DIRECTIONS FOR THIS TASK> Rewrite the records below with every "pointed ear" changed to "pricked ear", keeping everything else the same.

DATA PROVIDED>
________________

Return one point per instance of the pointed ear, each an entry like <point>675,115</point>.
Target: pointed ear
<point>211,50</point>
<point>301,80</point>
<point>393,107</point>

________________

RESPONSE>
Return one point per instance of the pricked ear, each an entry like <point>675,115</point>.
Target: pricked ear
<point>211,50</point>
<point>301,80</point>
<point>393,107</point>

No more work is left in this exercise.